PROBLEM STATEMENT: In the lines from the one containing "Provide the location of every instance of the white painted" through the last line, change "blue bollard" to "gray bollard" and leave everything else as it is. Give back only those lines.

-- Begin RECORDS SHOWN --

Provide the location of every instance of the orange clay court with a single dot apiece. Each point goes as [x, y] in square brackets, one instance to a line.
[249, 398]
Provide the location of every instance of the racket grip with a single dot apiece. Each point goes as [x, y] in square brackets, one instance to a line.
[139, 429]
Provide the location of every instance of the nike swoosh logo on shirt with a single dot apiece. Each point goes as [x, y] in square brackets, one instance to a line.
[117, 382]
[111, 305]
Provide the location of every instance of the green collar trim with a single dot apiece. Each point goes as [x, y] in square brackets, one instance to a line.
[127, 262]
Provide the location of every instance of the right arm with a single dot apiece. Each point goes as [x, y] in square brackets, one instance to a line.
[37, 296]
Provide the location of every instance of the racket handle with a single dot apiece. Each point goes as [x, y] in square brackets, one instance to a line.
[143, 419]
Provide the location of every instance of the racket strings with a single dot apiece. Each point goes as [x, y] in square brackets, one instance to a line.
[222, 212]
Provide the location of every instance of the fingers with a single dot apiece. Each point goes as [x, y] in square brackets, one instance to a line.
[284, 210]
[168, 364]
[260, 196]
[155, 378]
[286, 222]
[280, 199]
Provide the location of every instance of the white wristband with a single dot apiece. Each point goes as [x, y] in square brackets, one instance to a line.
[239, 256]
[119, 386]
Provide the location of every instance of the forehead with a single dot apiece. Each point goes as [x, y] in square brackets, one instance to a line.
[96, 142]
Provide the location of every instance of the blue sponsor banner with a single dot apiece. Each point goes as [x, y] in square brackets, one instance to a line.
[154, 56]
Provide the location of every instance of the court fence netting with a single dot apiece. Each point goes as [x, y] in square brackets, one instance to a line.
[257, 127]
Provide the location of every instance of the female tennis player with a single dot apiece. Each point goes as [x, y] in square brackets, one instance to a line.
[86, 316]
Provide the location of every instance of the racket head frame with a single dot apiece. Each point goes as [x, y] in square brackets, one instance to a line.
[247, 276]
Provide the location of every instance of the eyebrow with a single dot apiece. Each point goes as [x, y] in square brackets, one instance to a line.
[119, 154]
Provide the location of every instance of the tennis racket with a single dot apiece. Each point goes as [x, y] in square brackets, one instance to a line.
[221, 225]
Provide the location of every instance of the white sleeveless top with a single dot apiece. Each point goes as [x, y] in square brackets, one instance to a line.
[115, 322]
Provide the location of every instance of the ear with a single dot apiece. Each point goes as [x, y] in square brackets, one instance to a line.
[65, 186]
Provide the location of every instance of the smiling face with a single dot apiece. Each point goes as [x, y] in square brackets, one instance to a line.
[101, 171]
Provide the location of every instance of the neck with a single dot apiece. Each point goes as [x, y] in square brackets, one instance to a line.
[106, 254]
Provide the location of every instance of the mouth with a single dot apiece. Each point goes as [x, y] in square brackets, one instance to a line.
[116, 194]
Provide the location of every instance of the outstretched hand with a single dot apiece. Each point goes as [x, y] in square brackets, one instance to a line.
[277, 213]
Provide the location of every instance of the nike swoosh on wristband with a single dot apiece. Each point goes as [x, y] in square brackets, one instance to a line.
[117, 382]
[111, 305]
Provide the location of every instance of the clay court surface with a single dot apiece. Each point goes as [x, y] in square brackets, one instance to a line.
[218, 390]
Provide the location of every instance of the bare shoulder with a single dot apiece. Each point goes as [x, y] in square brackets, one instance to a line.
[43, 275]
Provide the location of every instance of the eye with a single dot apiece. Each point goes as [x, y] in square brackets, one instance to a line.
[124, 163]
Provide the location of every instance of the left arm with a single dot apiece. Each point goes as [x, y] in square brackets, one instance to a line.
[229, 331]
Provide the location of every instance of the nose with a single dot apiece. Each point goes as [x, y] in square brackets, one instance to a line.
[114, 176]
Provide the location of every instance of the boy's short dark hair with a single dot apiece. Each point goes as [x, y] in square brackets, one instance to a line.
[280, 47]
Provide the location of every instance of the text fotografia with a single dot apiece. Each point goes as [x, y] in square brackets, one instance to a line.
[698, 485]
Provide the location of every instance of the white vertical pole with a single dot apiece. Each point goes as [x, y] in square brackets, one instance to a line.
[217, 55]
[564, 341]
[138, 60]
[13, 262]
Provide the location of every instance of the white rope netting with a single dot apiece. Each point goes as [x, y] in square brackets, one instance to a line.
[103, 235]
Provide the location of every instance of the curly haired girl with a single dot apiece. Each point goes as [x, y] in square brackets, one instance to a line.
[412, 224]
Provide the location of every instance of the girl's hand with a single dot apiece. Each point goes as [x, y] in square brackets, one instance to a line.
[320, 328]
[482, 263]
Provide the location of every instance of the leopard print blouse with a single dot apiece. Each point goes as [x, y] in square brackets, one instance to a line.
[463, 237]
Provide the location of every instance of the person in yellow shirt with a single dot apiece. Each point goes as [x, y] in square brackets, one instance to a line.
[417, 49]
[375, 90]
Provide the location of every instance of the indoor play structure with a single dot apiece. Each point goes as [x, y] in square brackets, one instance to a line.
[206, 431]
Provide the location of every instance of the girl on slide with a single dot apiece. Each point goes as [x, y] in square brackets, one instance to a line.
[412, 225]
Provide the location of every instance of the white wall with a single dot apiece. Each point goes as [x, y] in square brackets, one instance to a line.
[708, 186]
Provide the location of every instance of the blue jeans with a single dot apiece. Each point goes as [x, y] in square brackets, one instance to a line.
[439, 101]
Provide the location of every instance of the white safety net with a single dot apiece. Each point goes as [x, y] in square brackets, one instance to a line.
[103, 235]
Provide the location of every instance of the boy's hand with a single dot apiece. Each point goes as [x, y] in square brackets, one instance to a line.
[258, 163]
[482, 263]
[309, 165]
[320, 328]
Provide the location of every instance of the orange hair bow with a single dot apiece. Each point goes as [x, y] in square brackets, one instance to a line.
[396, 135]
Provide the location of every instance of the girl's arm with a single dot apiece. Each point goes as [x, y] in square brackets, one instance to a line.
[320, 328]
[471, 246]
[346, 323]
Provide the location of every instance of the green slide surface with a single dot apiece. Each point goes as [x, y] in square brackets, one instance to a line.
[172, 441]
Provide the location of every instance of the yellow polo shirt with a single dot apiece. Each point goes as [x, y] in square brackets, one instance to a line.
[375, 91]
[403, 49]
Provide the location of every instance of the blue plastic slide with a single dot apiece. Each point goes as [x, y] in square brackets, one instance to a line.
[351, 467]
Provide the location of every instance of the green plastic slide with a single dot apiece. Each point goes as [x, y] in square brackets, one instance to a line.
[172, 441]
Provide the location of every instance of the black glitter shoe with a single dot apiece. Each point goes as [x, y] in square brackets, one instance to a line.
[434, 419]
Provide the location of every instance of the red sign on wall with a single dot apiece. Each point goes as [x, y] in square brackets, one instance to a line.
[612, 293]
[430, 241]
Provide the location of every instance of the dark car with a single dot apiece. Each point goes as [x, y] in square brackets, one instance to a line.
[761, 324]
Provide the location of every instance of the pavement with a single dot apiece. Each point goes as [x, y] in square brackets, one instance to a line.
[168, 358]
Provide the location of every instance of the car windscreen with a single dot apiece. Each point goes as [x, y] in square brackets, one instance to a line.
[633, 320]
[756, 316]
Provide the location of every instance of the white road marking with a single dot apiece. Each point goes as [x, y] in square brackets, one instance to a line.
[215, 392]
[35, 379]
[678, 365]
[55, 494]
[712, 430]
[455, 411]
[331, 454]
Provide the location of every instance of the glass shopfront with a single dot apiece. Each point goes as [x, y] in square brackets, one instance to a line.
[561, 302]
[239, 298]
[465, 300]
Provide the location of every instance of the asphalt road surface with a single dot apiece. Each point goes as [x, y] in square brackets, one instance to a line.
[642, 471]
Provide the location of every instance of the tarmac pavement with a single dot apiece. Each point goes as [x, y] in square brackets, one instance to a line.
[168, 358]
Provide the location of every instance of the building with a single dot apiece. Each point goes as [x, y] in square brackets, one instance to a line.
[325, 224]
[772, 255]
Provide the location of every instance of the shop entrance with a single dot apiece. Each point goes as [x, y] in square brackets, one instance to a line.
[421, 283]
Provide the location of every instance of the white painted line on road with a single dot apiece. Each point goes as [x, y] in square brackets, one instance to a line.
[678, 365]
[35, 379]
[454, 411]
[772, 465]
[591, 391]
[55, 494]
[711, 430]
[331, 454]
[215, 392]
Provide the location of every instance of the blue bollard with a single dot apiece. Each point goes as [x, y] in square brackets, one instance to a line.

-- End RECORDS SHOWN --

WRITTEN SOLUTION:
Provide the location of every instance of the white painted line on road with a single dot apiece. Each point goes as [x, y] in square brackets, one instance to a line.
[678, 365]
[35, 379]
[454, 411]
[772, 465]
[591, 391]
[55, 494]
[711, 430]
[331, 454]
[215, 392]
Provide the location of every instance of the gray bollard with a single dot apiece. Each point goes as [x, y] in square brackets, one instance to a line.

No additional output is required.